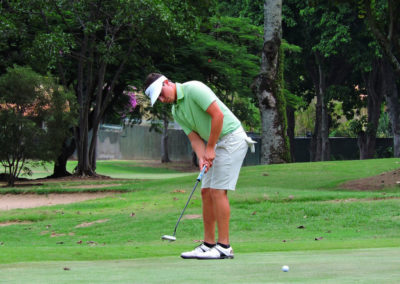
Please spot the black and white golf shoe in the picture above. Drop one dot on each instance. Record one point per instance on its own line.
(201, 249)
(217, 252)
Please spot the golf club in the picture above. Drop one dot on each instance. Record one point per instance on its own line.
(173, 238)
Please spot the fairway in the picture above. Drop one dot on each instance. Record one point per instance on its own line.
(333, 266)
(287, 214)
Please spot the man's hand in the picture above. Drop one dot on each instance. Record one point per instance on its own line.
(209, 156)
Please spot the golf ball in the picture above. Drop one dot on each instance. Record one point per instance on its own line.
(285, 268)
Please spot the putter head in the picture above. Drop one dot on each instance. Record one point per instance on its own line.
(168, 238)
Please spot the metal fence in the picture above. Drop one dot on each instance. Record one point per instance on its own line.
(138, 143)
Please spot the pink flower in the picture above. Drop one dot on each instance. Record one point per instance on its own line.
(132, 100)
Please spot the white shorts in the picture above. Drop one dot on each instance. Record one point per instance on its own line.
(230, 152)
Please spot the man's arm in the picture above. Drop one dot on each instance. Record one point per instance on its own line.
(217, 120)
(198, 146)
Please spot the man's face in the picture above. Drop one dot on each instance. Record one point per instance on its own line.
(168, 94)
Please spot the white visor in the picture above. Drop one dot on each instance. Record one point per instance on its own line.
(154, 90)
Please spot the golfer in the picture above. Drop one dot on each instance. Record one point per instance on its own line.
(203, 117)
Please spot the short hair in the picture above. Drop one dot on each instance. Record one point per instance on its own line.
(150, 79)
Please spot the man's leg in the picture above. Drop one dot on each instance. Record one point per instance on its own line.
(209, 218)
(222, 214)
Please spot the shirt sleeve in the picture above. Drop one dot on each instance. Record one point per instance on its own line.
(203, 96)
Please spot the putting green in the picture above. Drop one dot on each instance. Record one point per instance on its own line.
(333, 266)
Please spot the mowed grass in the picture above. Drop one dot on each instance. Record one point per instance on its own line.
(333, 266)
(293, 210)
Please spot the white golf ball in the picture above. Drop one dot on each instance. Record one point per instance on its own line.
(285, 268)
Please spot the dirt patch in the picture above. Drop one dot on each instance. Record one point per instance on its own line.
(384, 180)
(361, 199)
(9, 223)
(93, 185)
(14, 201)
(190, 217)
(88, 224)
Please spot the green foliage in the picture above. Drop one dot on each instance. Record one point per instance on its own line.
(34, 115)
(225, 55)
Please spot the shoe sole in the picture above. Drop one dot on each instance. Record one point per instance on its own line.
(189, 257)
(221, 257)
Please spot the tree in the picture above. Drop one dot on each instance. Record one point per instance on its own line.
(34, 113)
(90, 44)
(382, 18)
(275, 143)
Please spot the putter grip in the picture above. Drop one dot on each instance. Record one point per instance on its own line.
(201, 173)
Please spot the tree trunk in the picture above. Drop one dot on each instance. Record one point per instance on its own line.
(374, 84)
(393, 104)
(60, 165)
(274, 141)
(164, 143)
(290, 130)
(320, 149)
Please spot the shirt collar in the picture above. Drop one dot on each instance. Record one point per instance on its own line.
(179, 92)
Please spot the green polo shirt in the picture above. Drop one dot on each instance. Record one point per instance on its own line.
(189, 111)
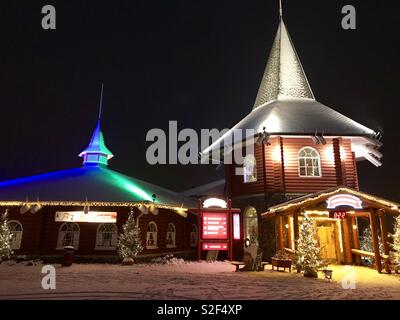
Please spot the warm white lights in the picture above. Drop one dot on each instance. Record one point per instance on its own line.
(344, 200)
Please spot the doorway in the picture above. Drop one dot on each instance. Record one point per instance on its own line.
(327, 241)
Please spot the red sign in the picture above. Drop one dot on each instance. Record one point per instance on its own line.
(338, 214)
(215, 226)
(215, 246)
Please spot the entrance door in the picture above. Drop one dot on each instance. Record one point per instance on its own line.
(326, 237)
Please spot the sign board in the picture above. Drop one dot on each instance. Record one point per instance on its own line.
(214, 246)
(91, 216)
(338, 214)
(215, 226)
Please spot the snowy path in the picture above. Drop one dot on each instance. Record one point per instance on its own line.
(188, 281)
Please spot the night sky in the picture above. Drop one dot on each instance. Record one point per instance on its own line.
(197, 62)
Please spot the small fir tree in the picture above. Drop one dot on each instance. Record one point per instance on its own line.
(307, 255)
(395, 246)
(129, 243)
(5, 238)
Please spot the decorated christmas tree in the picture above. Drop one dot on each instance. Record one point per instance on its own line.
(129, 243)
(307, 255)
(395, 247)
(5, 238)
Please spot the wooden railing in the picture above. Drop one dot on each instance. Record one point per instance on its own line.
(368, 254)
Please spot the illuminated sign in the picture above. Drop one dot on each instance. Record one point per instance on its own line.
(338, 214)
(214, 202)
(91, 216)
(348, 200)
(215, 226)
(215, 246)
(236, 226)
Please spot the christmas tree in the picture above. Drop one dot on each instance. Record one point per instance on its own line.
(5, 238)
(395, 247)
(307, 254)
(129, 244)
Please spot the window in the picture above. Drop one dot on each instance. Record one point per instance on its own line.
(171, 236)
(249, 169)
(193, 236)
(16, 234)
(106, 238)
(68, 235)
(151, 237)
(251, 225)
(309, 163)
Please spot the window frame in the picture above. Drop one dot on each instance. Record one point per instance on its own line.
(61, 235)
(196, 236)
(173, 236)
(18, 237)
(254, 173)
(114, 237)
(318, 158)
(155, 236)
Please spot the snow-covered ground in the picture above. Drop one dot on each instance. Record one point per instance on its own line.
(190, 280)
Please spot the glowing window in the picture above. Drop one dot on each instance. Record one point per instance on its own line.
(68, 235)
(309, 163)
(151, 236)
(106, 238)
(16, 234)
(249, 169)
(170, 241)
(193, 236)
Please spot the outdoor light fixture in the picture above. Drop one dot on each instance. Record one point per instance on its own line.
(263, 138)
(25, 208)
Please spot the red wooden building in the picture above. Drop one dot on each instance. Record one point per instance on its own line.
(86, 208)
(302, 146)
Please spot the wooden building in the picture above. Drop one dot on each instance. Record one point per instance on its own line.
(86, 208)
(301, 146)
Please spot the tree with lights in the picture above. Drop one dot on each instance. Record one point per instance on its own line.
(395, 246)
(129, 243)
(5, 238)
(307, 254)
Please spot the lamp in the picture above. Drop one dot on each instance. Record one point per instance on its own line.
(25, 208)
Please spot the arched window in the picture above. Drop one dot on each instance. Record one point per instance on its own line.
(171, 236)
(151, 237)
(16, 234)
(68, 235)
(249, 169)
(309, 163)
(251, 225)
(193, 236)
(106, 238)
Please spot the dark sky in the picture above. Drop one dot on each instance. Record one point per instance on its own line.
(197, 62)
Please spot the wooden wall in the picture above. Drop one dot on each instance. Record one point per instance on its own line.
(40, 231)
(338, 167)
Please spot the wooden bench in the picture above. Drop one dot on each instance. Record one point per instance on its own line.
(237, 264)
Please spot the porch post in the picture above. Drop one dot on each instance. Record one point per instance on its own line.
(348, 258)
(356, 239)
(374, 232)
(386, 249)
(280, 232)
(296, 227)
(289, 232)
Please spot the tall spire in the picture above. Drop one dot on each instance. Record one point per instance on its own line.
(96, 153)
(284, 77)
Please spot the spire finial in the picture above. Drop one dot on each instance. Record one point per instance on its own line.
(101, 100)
|---|
_SET PROBLEM_
Turn the part of the material that opens with the line containing "Please spot the wooden bench" and runs through its last line into a JSON list of strings, one string per line. Leave out blank lines.

_TASK RESPONSE_
[
  "Please spot the wooden bench in the picture above. Drop one dot on each instance. Record one point per instance on its own line.",
  "(237, 264)",
  "Please spot the porch post in the picture above. Drop one dot on each instance. Record one point per instance on its own line.",
  "(348, 258)",
  "(356, 239)",
  "(374, 232)",
  "(386, 249)",
  "(280, 232)",
  "(296, 227)",
  "(289, 232)",
  "Please spot the tall spire in the picture above. Drop one dot on each instance. Record one point per instance on its own line.",
  "(96, 153)",
  "(284, 77)",
  "Please spot the spire finial in the picture above. Drop one dot on each instance. Record one point per instance on its own line.",
  "(101, 100)"
]